» What to work on:
a - Translate this sentence from the forum post on package version bumps below into Spanish: "The labour involved will never be zero but it could be much lower than it is now."
b - Answer these questions using the forum post on package version bumps below.
(i) What are the two ways a new GHC can be an easy update?
(ii) Instead of using the constructor directly, what do consumers use?
(iii) Why should the ecosystem keep breaking changes to a minimum?
c - Pick up the forum post on package version bumps below after its last sentence and continue the argument in a few more sentences.

-- Begin Reading text --

If B or C make any major PVP bump, then there is no easy update by definition.
There are only easy updates if there are no breaking changes (or if libraries maintain multiple branches indefinitely, which no one does). So if B and C release new minor versions and B gets tighter constraints on C but still within the same major version… then it’s more or less invisible to A if they have ^>= bounds.
This is the same with GHC. The only way for a new GHC to be an easy update is if there are no breaking changes or if there is a way to opt out of breaking changes (e.g. language editions and decoupled base).
and consumers never use the constructor directly, but instead use defaultOptions and then override fields with record syntax. Then, if we add a new field, that’s a PVP major bump but (good) consumers don’t need to upgrade their code at all, except by bumping version bounds.
We could say that version bumping is itself not easy. But I think the point is that we could put effort into improving the tooling around these things to make them much easier. The labour involved will never be zero but it could be much lower than it is now.
The way I see it these are two complimentary concerns. As an ecosystem, we want to keep breaking changes to a minimum, since that reduces the amount of maintenance labour required. But we also want to take steps to improve our tooling/idioms so that when breaking changes do happen the effort required to respond is minimal.

-- End Reading text --
-- Begin Provided data --

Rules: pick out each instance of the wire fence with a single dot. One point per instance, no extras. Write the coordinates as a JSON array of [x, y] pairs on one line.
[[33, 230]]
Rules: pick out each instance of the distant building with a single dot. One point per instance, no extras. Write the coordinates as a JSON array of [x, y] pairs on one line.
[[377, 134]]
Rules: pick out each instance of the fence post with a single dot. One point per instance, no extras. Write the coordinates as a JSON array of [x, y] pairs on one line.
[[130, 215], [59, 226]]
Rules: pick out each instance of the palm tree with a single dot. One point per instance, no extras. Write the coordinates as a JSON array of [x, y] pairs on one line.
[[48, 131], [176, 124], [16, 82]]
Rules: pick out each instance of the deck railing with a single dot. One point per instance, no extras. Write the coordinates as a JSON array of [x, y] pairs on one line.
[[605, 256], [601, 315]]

-- End Provided data --

» Answer list:
a - El trabajo necesario nunca será cero, pero podría ser mucho menor de lo que es ahora.

b -
(i) There are no breaking changes, or there is a way to opt out of breaking changes.
(ii) They use defaultOptions and then override fields with record syntax.
(iii) Keeping breaking changes to a minimum reduces the amount of maintenance labour required.

c -
Side note: I know of no “definition” of “easy update” so this is not much of an argument to me.
Nevertheless you are right with everything you say and that was exactly my point. If updates are easy (and the primary way to achieve that is to have no major pvp bump) tight coupling between B and C and therefor a lack of backward compatibility in B is no problem.
My unimportant side point was this: If I really want the newest version of B it does not matter to me if B has large breaking changes, I might be willing to just bite the bullet to use the newer better API. If however B is tightly coupled to C, C has breaking changes and my other dependency D is not compatible with newest C then I am suddenly in a world of pain where I need to write patches for dependencies and the lack of backwards compatibility of B bites me.